Saved data entries:
────────────────

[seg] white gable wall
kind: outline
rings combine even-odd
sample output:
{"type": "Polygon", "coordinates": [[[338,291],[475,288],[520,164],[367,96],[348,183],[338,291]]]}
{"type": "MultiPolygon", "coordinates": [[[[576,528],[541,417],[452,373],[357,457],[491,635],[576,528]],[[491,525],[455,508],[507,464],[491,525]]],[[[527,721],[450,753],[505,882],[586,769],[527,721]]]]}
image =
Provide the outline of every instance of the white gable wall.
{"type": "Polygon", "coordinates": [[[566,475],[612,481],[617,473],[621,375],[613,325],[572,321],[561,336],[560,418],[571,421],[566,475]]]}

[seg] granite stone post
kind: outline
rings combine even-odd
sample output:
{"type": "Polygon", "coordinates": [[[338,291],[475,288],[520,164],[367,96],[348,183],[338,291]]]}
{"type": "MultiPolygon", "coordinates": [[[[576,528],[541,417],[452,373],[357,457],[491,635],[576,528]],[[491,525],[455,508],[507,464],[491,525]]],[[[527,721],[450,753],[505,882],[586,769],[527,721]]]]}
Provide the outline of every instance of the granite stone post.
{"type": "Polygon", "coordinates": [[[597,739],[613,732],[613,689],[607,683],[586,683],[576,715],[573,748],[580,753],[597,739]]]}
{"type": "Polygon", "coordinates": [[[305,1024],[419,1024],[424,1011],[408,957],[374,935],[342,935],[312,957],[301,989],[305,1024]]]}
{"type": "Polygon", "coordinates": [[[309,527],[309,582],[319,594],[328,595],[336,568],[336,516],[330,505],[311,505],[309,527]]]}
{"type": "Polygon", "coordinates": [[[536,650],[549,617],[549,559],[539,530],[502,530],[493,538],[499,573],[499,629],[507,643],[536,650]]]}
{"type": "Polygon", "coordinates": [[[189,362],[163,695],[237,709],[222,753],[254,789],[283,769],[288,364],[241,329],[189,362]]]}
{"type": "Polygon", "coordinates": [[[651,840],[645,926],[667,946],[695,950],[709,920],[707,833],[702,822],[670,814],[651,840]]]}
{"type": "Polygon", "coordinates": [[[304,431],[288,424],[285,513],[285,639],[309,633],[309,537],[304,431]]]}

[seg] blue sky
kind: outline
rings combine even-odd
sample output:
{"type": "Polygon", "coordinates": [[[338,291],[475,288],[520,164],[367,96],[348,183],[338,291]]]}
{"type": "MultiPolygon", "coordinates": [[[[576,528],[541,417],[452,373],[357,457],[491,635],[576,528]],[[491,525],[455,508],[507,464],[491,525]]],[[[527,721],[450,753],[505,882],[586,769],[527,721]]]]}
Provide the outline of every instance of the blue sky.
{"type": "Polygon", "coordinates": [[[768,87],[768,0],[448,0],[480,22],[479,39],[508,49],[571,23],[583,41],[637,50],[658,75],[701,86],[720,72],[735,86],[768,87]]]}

────────────────

All of the entries above are to be written out again exactly.

[seg] white gable wall
kind: outline
rings combine even-odd
sample output:
{"type": "Polygon", "coordinates": [[[338,291],[475,288],[520,164],[367,96],[348,183],[338,291]]]}
{"type": "MultiPolygon", "coordinates": [[[[576,528],[541,417],[452,373],[357,457],[491,635],[576,528]],[[491,525],[455,508],[507,464],[491,525]]],[[[527,721],[450,753],[505,882],[586,769],[527,721]]]]}
image =
Provide the outline of every instance of the white gable wall.
{"type": "Polygon", "coordinates": [[[566,475],[612,481],[617,473],[621,375],[613,325],[572,321],[561,336],[560,418],[571,421],[566,475]]]}

[seg] granite stone post
kind: outline
rings combine even-odd
sample output:
{"type": "Polygon", "coordinates": [[[338,291],[475,288],[520,164],[367,96],[348,183],[338,291]]]}
{"type": "MultiPolygon", "coordinates": [[[[576,528],[541,417],[452,373],[357,457],[491,635],[576,528]],[[491,525],[455,508],[507,464],[491,525]]],[[[527,721],[450,753],[505,882],[586,769],[527,721]]]]}
Provide the outline of every instance of the granite stone post.
{"type": "Polygon", "coordinates": [[[597,739],[613,732],[613,689],[607,683],[586,683],[576,715],[573,748],[580,753],[597,739]]]}
{"type": "Polygon", "coordinates": [[[305,1024],[419,1024],[424,1011],[408,957],[374,935],[342,935],[312,957],[301,989],[305,1024]]]}
{"type": "Polygon", "coordinates": [[[309,527],[309,582],[319,594],[328,595],[336,568],[336,516],[330,505],[311,505],[309,527]]]}
{"type": "Polygon", "coordinates": [[[536,650],[549,617],[549,559],[539,530],[502,530],[493,538],[499,573],[499,629],[507,643],[536,650]]]}
{"type": "Polygon", "coordinates": [[[189,362],[163,695],[237,709],[222,753],[254,789],[283,769],[288,364],[241,329],[189,362]]]}
{"type": "Polygon", "coordinates": [[[651,840],[645,926],[667,946],[695,950],[709,920],[707,833],[702,822],[670,814],[651,840]]]}
{"type": "Polygon", "coordinates": [[[304,431],[288,424],[285,513],[285,639],[309,633],[309,537],[304,431]]]}

[seg] blue sky
kind: outline
rings combine even-odd
sample output:
{"type": "Polygon", "coordinates": [[[338,291],[475,288],[520,164],[367,96],[348,183],[338,291]]]}
{"type": "MultiPolygon", "coordinates": [[[[576,528],[541,417],[452,373],[357,457],[491,635],[576,528]],[[491,525],[455,508],[507,464],[491,525]]],[[[527,721],[450,753],[505,882],[586,769],[527,721]]]]}
Provide the outline of every instance of the blue sky.
{"type": "Polygon", "coordinates": [[[768,87],[768,0],[448,0],[480,22],[479,39],[508,49],[571,23],[583,41],[637,50],[658,75],[701,86],[720,72],[735,86],[768,87]]]}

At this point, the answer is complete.